#### [Your instructions]
Your output should be the complete listing, word for word, with no pictures in it.

◇ ◇ ◇ ◇

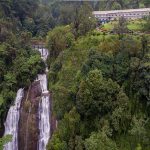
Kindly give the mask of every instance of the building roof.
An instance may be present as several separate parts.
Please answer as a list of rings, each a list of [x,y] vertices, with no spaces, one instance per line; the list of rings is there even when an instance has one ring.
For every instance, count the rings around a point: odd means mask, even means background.
[[[141,8],[141,9],[126,9],[126,10],[110,10],[110,11],[93,11],[93,14],[109,14],[109,13],[129,13],[129,12],[150,12],[150,8]]]

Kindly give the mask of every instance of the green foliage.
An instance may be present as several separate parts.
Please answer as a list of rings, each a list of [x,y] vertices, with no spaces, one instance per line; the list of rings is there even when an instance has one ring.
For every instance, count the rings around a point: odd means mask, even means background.
[[[67,144],[65,141],[61,141],[57,135],[53,135],[51,143],[47,146],[48,150],[67,150]]]
[[[150,1],[149,0],[143,0],[144,1],[144,5],[146,7],[149,7],[150,6]]]
[[[10,17],[10,14],[7,15]],[[16,33],[14,28],[18,27],[15,23],[5,16],[0,18],[0,127],[13,104],[16,91],[20,87],[29,86],[45,68],[40,54],[31,48],[31,33],[19,29]]]
[[[142,147],[140,144],[138,144],[138,146],[136,147],[136,150],[142,150]]]
[[[62,144],[66,150],[148,150],[148,123],[136,130],[143,132],[141,139],[130,132],[135,127],[133,116],[149,118],[148,62],[147,35],[124,34],[118,39],[93,31],[63,49],[49,71],[59,120],[49,149],[58,143],[58,149]],[[71,114],[73,109],[76,113]]]
[[[114,56],[112,52],[91,51],[81,72],[86,75],[93,69],[100,69],[105,78],[112,78],[117,82],[124,81],[129,69],[128,54],[119,52]]]
[[[29,86],[36,78],[37,73],[44,70],[45,64],[41,60],[40,55],[30,49],[22,49],[11,47],[11,45],[2,44],[0,47],[0,115],[5,117],[5,112],[12,104],[15,93],[18,88]],[[30,51],[30,53],[28,53]],[[32,54],[34,54],[32,56]]]
[[[51,58],[56,58],[61,51],[73,44],[74,36],[69,26],[56,27],[47,35],[47,47]]]
[[[128,32],[126,19],[123,17],[119,18],[118,24],[114,26],[113,31],[119,35],[119,38],[122,38],[123,34]]]
[[[86,150],[118,150],[116,143],[103,132],[92,133],[85,140]]]
[[[148,120],[144,120],[143,118],[138,119],[135,116],[133,117],[132,128],[129,130],[129,133],[134,137],[134,147],[141,147],[148,144],[149,137],[145,128],[147,122]],[[138,145],[135,145],[136,143]]]
[[[32,26],[30,26],[30,24]],[[34,36],[43,37],[47,35],[47,32],[51,28],[57,25],[57,20],[53,18],[50,6],[39,4],[33,14],[32,22],[29,22],[27,25],[30,29],[29,31],[32,32]],[[34,28],[32,29],[31,27]]]
[[[87,62],[83,65],[82,73],[86,75],[90,70],[100,69],[104,77],[111,77],[113,74],[113,55],[90,51]]]
[[[117,105],[118,107],[114,109],[111,116],[112,128],[119,134],[127,133],[131,121],[131,109],[129,98],[122,89],[117,95]]]
[[[49,87],[58,128],[47,149],[149,150],[149,37],[125,34],[131,28],[141,30],[141,24],[148,32],[149,19],[127,24],[121,18],[118,24],[114,22],[119,39],[115,34],[92,32],[92,8],[109,10],[141,5],[149,3],[0,2],[1,122],[16,90],[27,87],[44,71],[45,65],[39,53],[31,49],[30,41],[32,35],[44,37],[50,30]],[[29,106],[27,103],[26,111]],[[1,141],[3,145],[5,139]]]
[[[57,118],[63,118],[66,111],[69,111],[73,106],[73,101],[71,100],[70,91],[63,86],[56,86],[53,88],[54,91],[54,109]]]
[[[150,53],[147,53],[139,67],[140,78],[140,93],[145,96],[147,100],[150,99],[149,85],[150,85]]]
[[[86,117],[93,118],[96,114],[102,117],[116,107],[119,90],[117,83],[111,79],[103,79],[99,70],[93,70],[89,72],[87,79],[80,83],[77,108]]]
[[[150,16],[145,17],[146,23],[143,25],[144,31],[150,31]]]
[[[3,138],[0,138],[0,150],[3,150],[3,146],[12,140],[11,135],[6,135]]]
[[[53,134],[53,138],[48,145],[49,150],[69,150],[82,149],[82,139],[75,136],[79,132],[80,115],[76,108],[72,108],[64,115],[64,119],[59,123],[58,130]],[[80,141],[81,140],[81,141]]]
[[[92,15],[91,7],[87,3],[81,6],[77,5],[74,12],[72,29],[75,37],[85,35],[95,28],[96,20]]]
[[[145,24],[146,24],[146,19],[135,19],[135,20],[126,20],[126,25],[127,25],[127,31],[142,31]],[[111,21],[102,26],[102,29],[108,30],[108,31],[113,31],[114,27],[117,27],[118,21]]]

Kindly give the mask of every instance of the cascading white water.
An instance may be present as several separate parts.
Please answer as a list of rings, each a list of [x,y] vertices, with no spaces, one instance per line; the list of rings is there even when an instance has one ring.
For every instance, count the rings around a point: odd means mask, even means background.
[[[47,49],[38,49],[41,53],[41,58],[46,61],[48,57]],[[47,76],[46,74],[39,74],[38,80],[42,89],[42,100],[39,103],[39,150],[46,150],[46,145],[50,138],[50,102],[49,102],[49,91],[47,90]]]
[[[45,48],[39,48],[38,51],[41,53],[41,58],[46,61],[48,57],[48,50]]]
[[[18,150],[18,122],[20,116],[20,105],[23,96],[23,89],[19,89],[15,99],[15,104],[11,106],[8,111],[4,135],[12,135],[12,141],[4,145],[4,150]]]
[[[39,103],[39,150],[45,150],[50,137],[50,104],[46,75],[38,75],[42,88],[42,100]]]

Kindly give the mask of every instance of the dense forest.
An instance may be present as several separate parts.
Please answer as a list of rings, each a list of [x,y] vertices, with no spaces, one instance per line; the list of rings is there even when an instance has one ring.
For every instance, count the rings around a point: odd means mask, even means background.
[[[144,7],[149,0],[0,0],[0,137],[17,89],[45,70],[31,44],[42,40],[58,121],[47,149],[149,150],[150,17],[132,34],[120,18],[112,34],[96,30],[92,15]]]
[[[49,150],[150,148],[150,37],[124,35],[121,22],[115,35],[94,30],[76,39],[66,26],[48,33],[49,88],[58,119]]]
[[[0,2],[0,126],[6,112],[13,104],[19,87],[27,87],[42,72],[44,63],[39,53],[30,45],[32,33],[25,30],[22,23],[35,4],[20,5],[19,1]],[[19,6],[17,6],[19,5]],[[22,9],[26,8],[26,9]],[[29,15],[29,14],[28,14]],[[34,67],[34,68],[33,68]],[[31,70],[32,68],[32,70]]]

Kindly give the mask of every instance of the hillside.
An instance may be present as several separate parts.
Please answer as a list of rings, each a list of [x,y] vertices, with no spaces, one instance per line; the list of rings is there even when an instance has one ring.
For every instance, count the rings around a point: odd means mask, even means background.
[[[149,34],[94,30],[60,52],[49,71],[58,129],[48,149],[148,150],[149,48]]]
[[[127,21],[127,27],[131,31],[135,31],[135,32],[142,31],[145,23],[146,22],[143,19],[129,20],[129,21]],[[104,24],[104,26],[102,26],[102,28],[104,30],[111,31],[111,30],[113,30],[113,28],[116,24],[117,24],[117,21],[112,21],[112,22]]]
[[[150,17],[92,14],[149,6],[1,0],[0,150],[149,150]]]

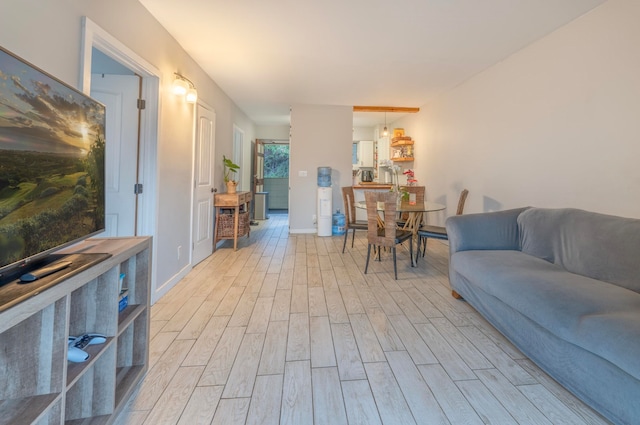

◇ ◇ ◇ ◇

#### [Answer to this task]
Kindly give the mask of every instance of the building roof.
An instance may be present as several separate parts.
Please answer as a list of rings, each a list of [x,y] vertices, with no spaces, one instance per line; the list of rings is there even when an instance has one ring.
For every instance, count the rings around a point: odd means mask, even means background.
[[[141,8],[141,9],[126,9],[126,10],[110,10],[110,11],[93,11],[93,14],[109,14],[109,13],[129,13],[129,12],[150,12],[150,8]]]

Kindly give the mask of every instance of the green foliage.
An instance may be present as several separate parts.
Please answer as a list of rings, each a list of [x,y] vertices, with no spaces, one instance per line; the list of rings is there even when an instance has one ring.
For every instance, count the rings around a point: odd means mask, even means background.
[[[67,144],[65,141],[61,141],[57,135],[53,135],[51,143],[47,146],[48,150],[67,150]]]
[[[150,1],[149,0],[143,0],[144,1],[144,5],[146,7],[149,7],[150,6]]]
[[[10,17],[10,14],[7,15]],[[16,33],[14,28],[18,27],[15,23],[5,16],[0,18],[0,127],[13,104],[16,91],[20,87],[29,86],[45,68],[40,54],[31,48],[31,33],[19,29]]]
[[[142,147],[140,144],[138,144],[138,146],[136,147],[136,150],[142,150]]]
[[[62,144],[66,150],[148,150],[148,123],[136,130],[143,132],[141,139],[130,132],[135,127],[133,116],[149,118],[148,62],[147,35],[124,34],[118,39],[93,31],[63,49],[49,71],[59,120],[49,149],[58,143],[58,149]],[[71,114],[73,109],[76,113]]]
[[[114,56],[112,52],[91,51],[81,72],[86,75],[93,69],[100,69],[105,78],[112,78],[117,82],[124,81],[129,69],[128,54],[119,52]]]
[[[29,86],[36,78],[37,73],[44,70],[45,64],[41,60],[40,55],[30,49],[22,49],[11,47],[11,45],[2,44],[0,47],[0,115],[5,117],[5,112],[12,104],[15,93],[18,88]],[[30,51],[30,53],[28,53]],[[32,54],[34,54],[32,56]]]
[[[51,58],[56,58],[61,51],[73,44],[74,36],[69,26],[56,27],[47,35],[47,47]]]
[[[128,32],[126,19],[123,17],[119,18],[118,24],[114,26],[113,31],[119,35],[119,38],[122,38],[123,34]]]
[[[86,150],[118,150],[116,143],[103,132],[92,133],[85,140]]]
[[[148,120],[144,120],[143,118],[138,119],[135,116],[133,117],[132,128],[129,130],[129,133],[134,137],[134,147],[141,147],[148,144],[149,137],[145,128],[147,122]],[[138,145],[135,145],[136,143]]]
[[[32,26],[30,26],[30,24]],[[34,36],[43,37],[47,35],[47,32],[51,28],[57,25],[57,20],[53,18],[50,6],[39,4],[33,14],[32,22],[29,22],[27,25],[30,29],[29,31],[32,32]],[[34,28],[32,29],[31,27]]]
[[[87,62],[83,65],[82,73],[86,75],[90,70],[100,69],[104,77],[111,77],[113,74],[113,55],[90,51]]]
[[[117,105],[118,107],[114,109],[111,116],[112,128],[119,134],[127,133],[131,121],[131,109],[129,98],[122,89],[117,95]]]
[[[49,87],[58,128],[47,149],[149,150],[149,37],[125,34],[131,28],[141,30],[141,24],[148,32],[149,19],[127,24],[121,18],[118,24],[114,22],[119,39],[115,34],[92,32],[92,8],[109,10],[141,5],[149,3],[0,2],[1,122],[16,90],[27,87],[44,71],[45,65],[39,53],[31,49],[30,41],[32,35],[44,37],[50,30]],[[29,106],[27,103],[26,111]],[[1,141],[3,145],[5,139]]]
[[[57,118],[63,118],[66,111],[69,111],[73,106],[73,101],[71,100],[70,91],[63,86],[56,86],[53,88],[54,91],[54,109]]]
[[[150,53],[147,53],[139,67],[140,78],[140,93],[145,96],[147,100],[150,99],[149,85],[150,85]]]
[[[86,117],[93,118],[96,114],[102,117],[116,107],[119,90],[117,83],[111,79],[103,79],[99,70],[93,70],[89,72],[87,79],[80,83],[77,108]]]
[[[150,16],[145,17],[146,23],[143,25],[144,31],[150,31]]]
[[[3,138],[0,138],[0,150],[3,150],[3,146],[12,140],[11,135],[6,135]]]
[[[53,134],[53,138],[48,145],[49,150],[69,150],[82,149],[82,139],[75,136],[79,132],[80,115],[76,108],[72,108],[64,115],[64,119],[59,123],[58,130]],[[80,141],[81,140],[81,141]]]
[[[92,15],[91,7],[87,3],[81,6],[77,5],[74,12],[72,29],[75,37],[85,35],[95,28],[96,20]]]
[[[145,24],[146,24],[146,19],[135,19],[135,20],[126,20],[126,25],[127,25],[127,31],[142,31]],[[111,21],[102,26],[102,29],[108,30],[108,31],[113,31],[114,27],[117,27],[118,21]]]

Kindly give the mask of every instance of the cascading white water.
An instance may be present as several separate parts.
Please answer as a list of rings, each a list of [x,y] vertices, with no spaces, one instance per line; the list of rings is there even when an instance has one ring.
For every instance, count the rings around a point: odd means mask, even means background.
[[[47,49],[38,49],[41,53],[41,58],[46,61],[48,57]],[[47,76],[46,74],[39,74],[38,80],[42,89],[42,100],[39,103],[39,150],[46,150],[46,145],[50,138],[50,102],[49,102],[49,91],[47,90]]]
[[[45,48],[39,48],[38,51],[41,53],[41,58],[46,61],[48,57],[48,50]]]
[[[18,150],[18,122],[20,116],[20,105],[23,96],[23,89],[19,89],[15,99],[15,104],[11,106],[8,111],[4,135],[12,135],[12,141],[4,145],[4,150]]]
[[[39,103],[39,150],[45,150],[50,137],[50,104],[46,75],[38,75],[42,88],[42,100]]]

Kindly give the mask of every instance of the dense forest.
An instance may be present as several separate parts.
Please answer as a list of rings, each a list of [x,y] vertices, with no spaces, one instance per line; the list of rings is there even when an instance has one ring.
For every instance, count the rings around a point: odd means mask, even means background.
[[[144,7],[149,0],[0,0],[0,137],[17,89],[45,70],[31,44],[42,40],[58,121],[47,149],[149,150],[150,17],[132,34],[120,18],[112,34],[96,30],[92,15]]]
[[[49,150],[150,148],[150,37],[124,35],[121,22],[115,35],[94,30],[76,39],[66,26],[48,33],[49,88],[58,119]]]
[[[0,2],[0,126],[6,112],[13,104],[19,87],[27,87],[42,72],[44,63],[39,53],[30,45],[32,33],[25,30],[22,23],[35,4],[20,5],[19,1]],[[19,6],[17,6],[19,5]],[[22,9],[26,8],[26,9]],[[29,15],[29,14],[28,14]],[[34,67],[34,68],[33,68]],[[31,70],[32,68],[32,70]]]

Kindly give the mask of every instance of the hillside.
An instance may be present as several separate parts.
Please answer as a list of rings, each a list of [x,y] vertices, with no spaces, one instance per line; the list of rings is there even when an instance has one ring.
For every instance, count the rings around a point: odd means mask, even means background.
[[[149,34],[94,30],[60,52],[49,71],[58,129],[48,149],[148,150],[149,48]]]
[[[127,21],[127,27],[131,31],[135,31],[135,32],[142,31],[145,23],[146,22],[143,19],[129,20],[129,21]],[[104,24],[104,26],[102,26],[102,28],[104,30],[111,31],[111,30],[113,30],[113,28],[116,24],[117,24],[117,21],[112,21],[112,22]]]
[[[150,17],[92,14],[149,6],[1,0],[0,150],[149,150]]]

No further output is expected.